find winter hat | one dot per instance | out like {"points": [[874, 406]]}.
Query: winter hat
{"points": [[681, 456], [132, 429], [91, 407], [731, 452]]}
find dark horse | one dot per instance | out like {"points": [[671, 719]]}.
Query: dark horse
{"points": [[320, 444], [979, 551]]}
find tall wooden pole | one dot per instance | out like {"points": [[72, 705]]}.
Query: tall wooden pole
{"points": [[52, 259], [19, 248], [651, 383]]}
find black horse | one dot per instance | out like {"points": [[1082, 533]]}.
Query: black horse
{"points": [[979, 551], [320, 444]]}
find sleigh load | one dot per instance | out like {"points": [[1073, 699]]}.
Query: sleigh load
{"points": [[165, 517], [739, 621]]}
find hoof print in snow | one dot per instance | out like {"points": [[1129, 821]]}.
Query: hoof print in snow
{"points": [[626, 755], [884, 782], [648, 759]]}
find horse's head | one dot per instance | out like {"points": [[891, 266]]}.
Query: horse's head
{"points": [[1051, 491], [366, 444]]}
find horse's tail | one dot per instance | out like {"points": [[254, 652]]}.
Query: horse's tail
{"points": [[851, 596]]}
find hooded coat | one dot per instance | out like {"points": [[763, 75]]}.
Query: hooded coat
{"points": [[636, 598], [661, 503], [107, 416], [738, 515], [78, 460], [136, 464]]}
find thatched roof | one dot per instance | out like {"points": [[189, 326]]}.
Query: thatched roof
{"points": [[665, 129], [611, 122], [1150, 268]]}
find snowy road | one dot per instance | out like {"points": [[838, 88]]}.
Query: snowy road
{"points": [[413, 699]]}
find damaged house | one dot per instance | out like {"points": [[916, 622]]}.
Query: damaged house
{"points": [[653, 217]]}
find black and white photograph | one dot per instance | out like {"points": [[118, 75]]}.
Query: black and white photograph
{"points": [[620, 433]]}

▶ **Activity**:
Your reply should be a verbatim retyping of the lines from the one that holds "Query: horse's tail" through the last line of the entries.

▶ **Your response**:
Query: horse's tail
{"points": [[851, 596]]}
find hooded coat | one dot per instance | out like {"points": [[763, 75]]}.
Query: hooded coat
{"points": [[636, 598], [661, 503], [107, 416], [738, 515], [78, 460], [136, 464]]}
find thatched roof | one dot per instance | out like {"points": [[189, 326]]}.
Query: thatched roof
{"points": [[665, 129], [611, 122], [1150, 268]]}
find snowy road | one dot per instance | out like {"points": [[838, 88]]}.
Query: snowy road
{"points": [[413, 699]]}
find damaged house | one dot per instance | out like {"points": [[916, 622]]}.
Query: damaged house
{"points": [[653, 217]]}
find black and white photograph | one dot per instance | out like {"points": [[118, 75]]}.
Query: black and white photograph
{"points": [[620, 433]]}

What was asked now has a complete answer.